+++ EXTRACTED ENTRIES

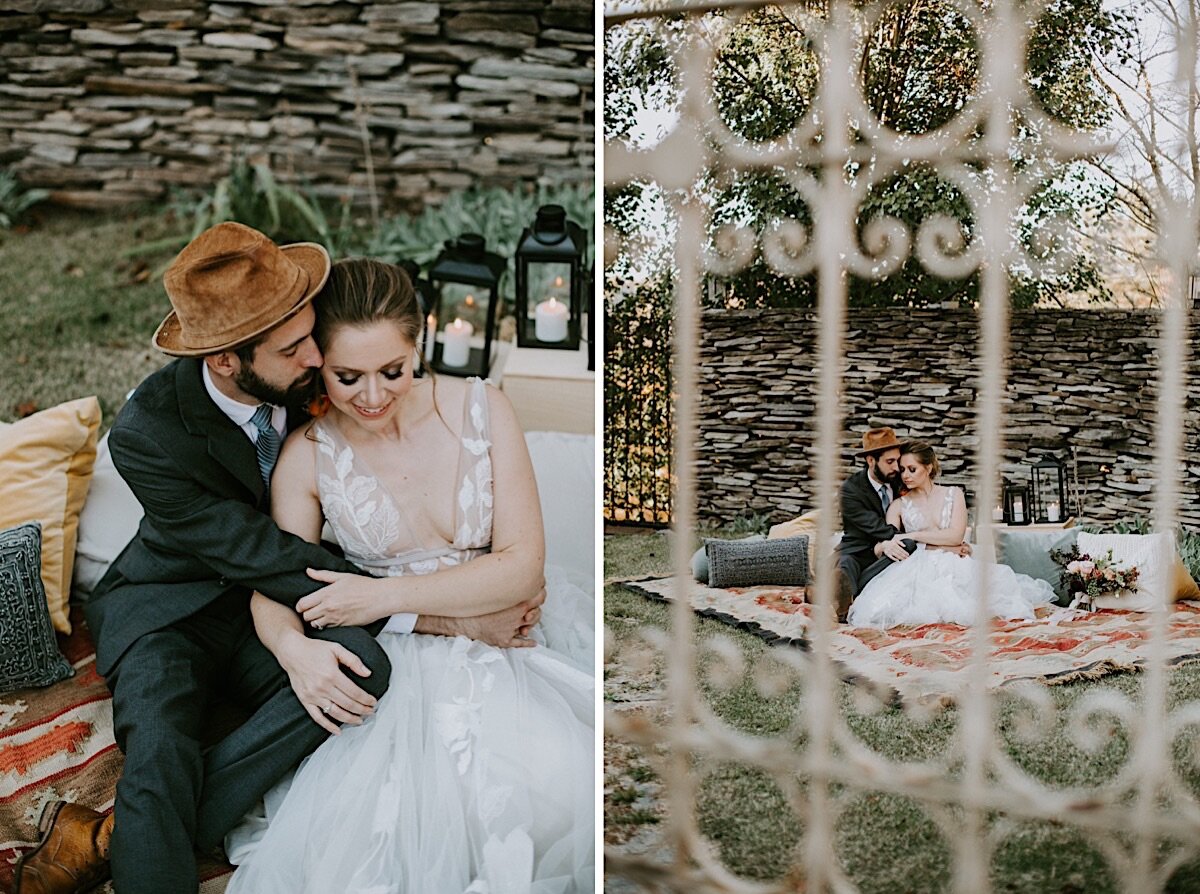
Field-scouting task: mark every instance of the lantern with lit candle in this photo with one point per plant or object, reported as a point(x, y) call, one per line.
point(550, 264)
point(465, 282)
point(1017, 504)
point(1049, 490)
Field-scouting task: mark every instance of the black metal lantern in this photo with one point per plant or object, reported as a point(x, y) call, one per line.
point(1017, 504)
point(550, 281)
point(1049, 490)
point(466, 283)
point(592, 319)
point(425, 298)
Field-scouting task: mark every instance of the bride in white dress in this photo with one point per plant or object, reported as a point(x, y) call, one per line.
point(474, 773)
point(935, 585)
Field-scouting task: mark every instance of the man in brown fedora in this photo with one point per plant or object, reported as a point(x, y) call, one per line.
point(171, 618)
point(865, 546)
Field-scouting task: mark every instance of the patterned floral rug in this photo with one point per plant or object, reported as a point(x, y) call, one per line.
point(927, 663)
point(57, 743)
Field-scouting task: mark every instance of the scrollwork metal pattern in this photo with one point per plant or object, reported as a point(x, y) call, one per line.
point(1145, 819)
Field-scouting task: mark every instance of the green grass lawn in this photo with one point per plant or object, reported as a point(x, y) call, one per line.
point(885, 843)
point(76, 311)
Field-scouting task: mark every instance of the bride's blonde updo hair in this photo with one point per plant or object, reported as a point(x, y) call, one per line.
point(364, 291)
point(925, 456)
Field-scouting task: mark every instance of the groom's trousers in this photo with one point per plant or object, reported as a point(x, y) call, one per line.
point(858, 568)
point(173, 796)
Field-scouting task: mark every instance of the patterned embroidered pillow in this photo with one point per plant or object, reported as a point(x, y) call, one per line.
point(1152, 555)
point(742, 563)
point(29, 654)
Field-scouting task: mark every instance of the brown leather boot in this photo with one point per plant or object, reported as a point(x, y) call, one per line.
point(72, 856)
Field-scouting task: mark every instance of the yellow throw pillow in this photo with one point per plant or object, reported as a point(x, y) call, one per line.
point(45, 469)
point(1183, 587)
point(805, 525)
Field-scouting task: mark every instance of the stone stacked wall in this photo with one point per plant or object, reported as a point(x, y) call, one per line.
point(113, 101)
point(1077, 378)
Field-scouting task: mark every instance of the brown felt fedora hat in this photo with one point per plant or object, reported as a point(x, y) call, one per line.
point(877, 439)
point(231, 285)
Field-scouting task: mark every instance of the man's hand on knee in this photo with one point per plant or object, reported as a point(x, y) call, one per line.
point(327, 693)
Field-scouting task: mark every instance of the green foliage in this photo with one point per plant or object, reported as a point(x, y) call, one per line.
point(251, 195)
point(497, 214)
point(16, 199)
point(919, 67)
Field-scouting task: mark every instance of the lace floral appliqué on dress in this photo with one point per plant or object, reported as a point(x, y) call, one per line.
point(475, 773)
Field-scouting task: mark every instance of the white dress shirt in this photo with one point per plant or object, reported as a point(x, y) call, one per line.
point(880, 487)
point(241, 413)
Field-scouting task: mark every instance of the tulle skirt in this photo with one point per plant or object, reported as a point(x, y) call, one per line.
point(474, 775)
point(935, 586)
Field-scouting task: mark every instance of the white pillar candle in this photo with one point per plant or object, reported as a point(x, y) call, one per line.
point(431, 336)
point(456, 343)
point(550, 321)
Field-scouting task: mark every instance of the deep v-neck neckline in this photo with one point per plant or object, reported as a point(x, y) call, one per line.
point(400, 507)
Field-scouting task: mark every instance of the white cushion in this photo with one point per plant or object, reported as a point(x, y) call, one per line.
point(108, 521)
point(1152, 555)
point(565, 468)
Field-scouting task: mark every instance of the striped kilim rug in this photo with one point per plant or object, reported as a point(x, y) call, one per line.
point(927, 663)
point(57, 743)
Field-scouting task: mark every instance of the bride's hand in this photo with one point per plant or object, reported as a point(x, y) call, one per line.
point(348, 600)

++++++

• **TO DO**
Every entry, word for word, should be given again; the pictures are not part of the copy.

• **EXERCISE ANSWER**
Field-scouting task: mark every instance of the lantern with lit candle in this photo with one point per plant or object, reported as a point(x, y) call, one per line.
point(550, 264)
point(465, 282)
point(1017, 504)
point(1049, 490)
Field-scouting task: mark every instance of the black metal lantern in this photo with one point per plant or object, reported as a point(x, y) call, one per line.
point(1017, 504)
point(550, 281)
point(1049, 490)
point(466, 283)
point(592, 319)
point(425, 298)
Field-scouting task: mark every instance of the bride in white dress in this photo with one point per plant or object, reported as a point(x, y) call, one per line.
point(474, 773)
point(935, 585)
Field-scouting task: mark every instance of the man in brown fedora in this photo with one point per plant or object, reported as a point(x, y) call, one per line.
point(171, 618)
point(865, 546)
Field-scouting task: mark every instance of the patterned floral rug in this photo with one point per plant or object, reported as a point(x, y) call, one per line.
point(927, 663)
point(57, 743)
Field-scouting task: mark every instance of the scrollwork metal pattern in this photo with one point per plant or object, reported as a point(x, y) call, one per line.
point(1145, 819)
Field-scouting task: mark every instance of the green grass lawn in this photo with one point per plant or object, reported as a point(x, y) call, one per line.
point(885, 843)
point(76, 311)
Field-scouting task: mark every instance of the bride's blonde updo hair in this photo with one point per plant or object, reported as a point(x, y) call, one per line.
point(364, 291)
point(925, 456)
Field-scouting task: mark every instance of the groom's trousers in this photo with one point per plant or object, reported as a point(x, y) call, one per line.
point(858, 568)
point(173, 796)
Field-scouting task: mark every instance of the patterned embroidered pillow in this photo with one point per plant or object, reported as a point(x, y) call, one per line.
point(1152, 555)
point(742, 563)
point(29, 654)
Field-scouting task: mark every instance of the brown leather boot in this photo with one point per plant or object, reported as a point(x, y) call, one per line.
point(72, 856)
Field-scouting task: mark every instance of the yellow throw pillow in this photo with one point per plant or object, reported as a point(x, y) call, one per line.
point(45, 469)
point(1183, 587)
point(805, 525)
Field-scouting task: mark every instance of the stone stacked wall in this photo with one point per plant or object, reported as a point(x, y) call, one per line.
point(113, 101)
point(1077, 378)
Field-scouting task: mark every instance of the brown felt fedora hat in this photo with one point per plant or object, reported as a point(x, y) call, one per line.
point(877, 439)
point(231, 285)
Field-scouting task: mark every instance of the man's hand on knee in this photo with one point per plant or object, reported as a point(x, y) call, one per line.
point(327, 693)
Field-scouting task: mark every instance of the green foliage in this photo with one point per plant or object, reported as a point(x, y) call, one per line.
point(251, 195)
point(497, 214)
point(16, 199)
point(919, 67)
Field-scouting task: mark every instance of the lace floral appliqué on dress in this photo with one point per plant or object, reported as a point(x, y) call, one per line.
point(475, 773)
Field-scouting task: mark every instance of the white dress shirt in this photo with one point per plant or object, reported as a point(x, y) call, one per line.
point(880, 487)
point(241, 413)
Field-scouting task: mark every instance of the tulle skirt in this photo with one point per plant or object, reported as a point(x, y) call, one per line.
point(474, 775)
point(935, 586)
Field-scouting task: mark every instance of the white pillar candle in this photo with one point per plant or object, reported as a point(x, y) call, one per line.
point(431, 336)
point(456, 343)
point(550, 321)
Field-scouting task: mark every instance of the deep v-neck neckline in this photo with one point per plant or object, reported as a point(x, y) call, one per line.
point(400, 507)
Field-scouting task: mark every instance of the white cushion in this photo with one point per plant or object, reported as a point(x, y) call, one per line.
point(108, 521)
point(1152, 555)
point(565, 468)
Field-scouting task: mark every instance of the striped kilim rug in this photo with one point per plant or object, reported as a point(x, y) call, one per line.
point(927, 663)
point(57, 743)
Field-scouting task: mark every instance of the bride's hand in this photo with one point per plant or object, reported as a point(x, y) call, one per line.
point(348, 600)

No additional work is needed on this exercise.